---------- Records provided

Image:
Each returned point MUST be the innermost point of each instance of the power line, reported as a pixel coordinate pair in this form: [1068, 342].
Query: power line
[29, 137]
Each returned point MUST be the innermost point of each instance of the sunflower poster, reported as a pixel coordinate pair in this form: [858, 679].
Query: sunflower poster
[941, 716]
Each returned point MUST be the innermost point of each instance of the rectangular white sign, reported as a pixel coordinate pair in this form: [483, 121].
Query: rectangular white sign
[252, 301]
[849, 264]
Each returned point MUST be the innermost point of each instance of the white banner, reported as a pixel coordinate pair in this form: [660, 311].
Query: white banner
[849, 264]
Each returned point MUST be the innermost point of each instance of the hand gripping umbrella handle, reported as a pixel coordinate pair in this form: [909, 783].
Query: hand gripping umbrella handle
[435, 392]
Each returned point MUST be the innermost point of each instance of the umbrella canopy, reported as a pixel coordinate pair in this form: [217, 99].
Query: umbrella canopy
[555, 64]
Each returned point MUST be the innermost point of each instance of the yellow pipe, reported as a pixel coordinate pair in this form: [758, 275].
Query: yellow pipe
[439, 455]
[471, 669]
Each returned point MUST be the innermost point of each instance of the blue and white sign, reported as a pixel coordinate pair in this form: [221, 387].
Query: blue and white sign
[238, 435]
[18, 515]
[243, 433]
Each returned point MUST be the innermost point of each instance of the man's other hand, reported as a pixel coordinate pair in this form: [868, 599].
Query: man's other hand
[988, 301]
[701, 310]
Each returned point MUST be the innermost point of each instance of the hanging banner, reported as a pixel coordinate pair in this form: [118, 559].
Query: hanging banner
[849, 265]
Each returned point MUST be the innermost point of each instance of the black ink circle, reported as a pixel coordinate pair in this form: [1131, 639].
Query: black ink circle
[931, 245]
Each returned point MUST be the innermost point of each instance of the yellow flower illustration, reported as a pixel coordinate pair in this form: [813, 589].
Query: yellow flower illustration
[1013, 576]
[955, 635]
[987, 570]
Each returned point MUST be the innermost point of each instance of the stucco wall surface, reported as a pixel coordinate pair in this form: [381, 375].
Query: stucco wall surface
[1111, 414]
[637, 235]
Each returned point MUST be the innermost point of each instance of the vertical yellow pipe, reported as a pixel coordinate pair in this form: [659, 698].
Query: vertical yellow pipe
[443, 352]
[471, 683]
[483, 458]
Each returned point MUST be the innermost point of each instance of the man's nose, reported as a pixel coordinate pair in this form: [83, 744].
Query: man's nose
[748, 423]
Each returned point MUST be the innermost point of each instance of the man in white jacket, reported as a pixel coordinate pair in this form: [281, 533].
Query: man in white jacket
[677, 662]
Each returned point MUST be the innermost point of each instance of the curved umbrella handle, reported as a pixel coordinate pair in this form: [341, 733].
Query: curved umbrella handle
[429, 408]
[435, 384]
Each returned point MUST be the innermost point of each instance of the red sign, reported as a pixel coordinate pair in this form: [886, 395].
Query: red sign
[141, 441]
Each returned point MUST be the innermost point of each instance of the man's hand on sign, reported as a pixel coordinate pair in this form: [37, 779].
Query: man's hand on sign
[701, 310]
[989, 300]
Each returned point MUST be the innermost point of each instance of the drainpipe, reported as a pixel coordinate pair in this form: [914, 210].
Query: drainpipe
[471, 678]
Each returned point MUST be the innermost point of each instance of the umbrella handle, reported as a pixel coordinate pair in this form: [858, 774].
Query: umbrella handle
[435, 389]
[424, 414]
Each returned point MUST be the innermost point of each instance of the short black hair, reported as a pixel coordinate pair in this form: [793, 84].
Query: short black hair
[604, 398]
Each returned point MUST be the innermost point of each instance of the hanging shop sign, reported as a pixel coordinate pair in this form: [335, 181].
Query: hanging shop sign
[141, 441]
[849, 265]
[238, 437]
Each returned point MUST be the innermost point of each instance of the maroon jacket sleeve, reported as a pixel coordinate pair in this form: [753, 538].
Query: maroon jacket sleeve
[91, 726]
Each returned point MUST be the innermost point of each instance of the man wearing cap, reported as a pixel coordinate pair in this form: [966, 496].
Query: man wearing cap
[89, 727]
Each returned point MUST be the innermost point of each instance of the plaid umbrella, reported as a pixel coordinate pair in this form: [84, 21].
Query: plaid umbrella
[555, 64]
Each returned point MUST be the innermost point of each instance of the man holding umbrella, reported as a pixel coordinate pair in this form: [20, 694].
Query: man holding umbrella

--------------------

▶ [Problem to solve] The listing above should be transcribed in full, exactly as written.

▶ [Answer section]
Image:
Each returned point MUST be the innermost point of each instance of the power line, reported as a pixel coordinate pair in this form: [1068, 342].
Query: power line
[29, 137]
Each returned point MUST be the innermost point of each instance of the sunflower poster, reported as a pixel coordinate pair in this form: [858, 679].
Query: sunflower poster
[941, 716]
Each returned point MUST be the innermost point of each instance of the rectangular white sign, reported as a pixel coordinate pair in this form: [483, 121].
Query: rectangular white sign
[252, 301]
[849, 264]
Each returned point MUST be the innermost point of each instance of the white banner, reported as a pixel coordinate pair in this form: [660, 311].
Query: white banner
[849, 264]
Each returned point MUST be the innermost point of each instance of the hand gripping umbrella handle, reported as a pixel coordinate pair in this form: [909, 783].
Query: hand gripping umbrella handle
[435, 392]
Each returned point MUST be the innermost point of each instance of the umbrella canopy, reported as a pixel coordinate pair in this form: [217, 99].
Query: umbrella canopy
[555, 64]
Each returned point MUST be the innermost point of each instance of the yellow pipe, reported as a pixel coordinate pair in this form: [758, 275].
Query: yellow pipe
[439, 455]
[471, 669]
Each returned point MUST be the innermost point of each instance of the blue and white sign, reported as a pixel coordinate pair in this form: [221, 387].
Query: blue and white sign
[238, 435]
[18, 515]
[243, 433]
Each returned point MUST be the innermost point of each instance of the man's other hand, reported as a pixel coordinate pair in this form: [868, 599].
Query: man's other hand
[988, 301]
[701, 310]
Each returned point MUST be the innermost point of each instance of the hanging banner, reported as a pixel coordinate pair in this form: [118, 559].
Query: hanging banner
[849, 265]
Each returned point MUST be the innermost point of each instance of the black ink circle, reported as a pixel coordinate pair in this form: [1131, 639].
Query: black ink circle
[931, 245]
Each returned point MUST be the innermost point of each instance of the yellow flower illustration, reported as a pixel coordinate pair in this form: [813, 589].
Query: yellow flower illustration
[1013, 576]
[955, 635]
[987, 570]
Each returned point MUST be the innermost point of each instance of the stucco wall surface, reported as a pixel coordinate pair in this form: [381, 375].
Query: stucco wall surface
[1111, 414]
[637, 235]
Each returned point MUST be the innermost point of each instance of the vertical yellow pipe, reported as a pixel coordinate pair in this form: [659, 698].
Query: vertical yellow pipe
[443, 352]
[471, 683]
[483, 458]
Each returned point MUST be the innermost point of each instance of the man's nose, reported as a pixel coordinate pair in this form: [83, 744].
Query: man's nose
[748, 423]
Each returned point MUST be the innermost point of each instance of the man in white jacket, reported as a pixel coordinate pair in this form: [281, 533].
Query: man in white jacket
[677, 662]
Each returned point MUST be the innermost point of each instance of the curved umbrella handle, reported as a pixel coordinate pair in this form: [341, 733].
Query: curved umbrella handle
[429, 408]
[435, 384]
Each returned point MUST be the innermost point of each instance of the red sign, reported as a pixel coordinate pair in this form: [886, 395].
Query: red sign
[141, 441]
Each returned point MUST be the innermost point of each instance of the man's hand on sign, reported as a pixel coordinate pair in this form: [37, 779].
Query: man's hand on sign
[701, 310]
[989, 300]
Each returned point MUST be the innermost point of each instance of the drainpipe, reported as a pixel coordinate pair in this form: [914, 210].
Query: drainpipe
[471, 678]
Each returned point MUST be the innermost point of each instance of the umbrella handle, reported as a pixel coordinate pair in this form: [858, 774].
Query: umbrella handle
[435, 389]
[424, 414]
Each returned point MUST be the innermost point of each instance of the short black hair, reported as a pixel coordinate pair in this form: [793, 84].
Query: short black hair
[604, 398]
Each returned point MUST be the innermost point of each instance of the hanging shop sign, reported as a pixel coordinate pair in this form: [335, 181].
Query: hanging shop sign
[141, 441]
[849, 265]
[238, 437]
Each returned point MUST be the innermost point of each instance of the maroon jacket sleeve, reported as a pixel coordinate pair in this form: [753, 538].
Query: maroon jacket sleeve
[91, 726]
Each returned point MUST be the innermost point of each instance of the man wearing cap, reported as a pixel coordinate pair in this form: [966, 496].
Query: man wearing cap
[89, 727]
Each returned point MUST be the innermost point of each instance of the plaid umbrella, reported as a pixel coordinate pair in this form: [84, 21].
Query: plaid umbrella
[555, 64]
Each returned point MUST be the innermost point of each instance of the man holding umbrella, reported as a pixel coordinate pair in this form: [20, 694].
Query: man holding umbrella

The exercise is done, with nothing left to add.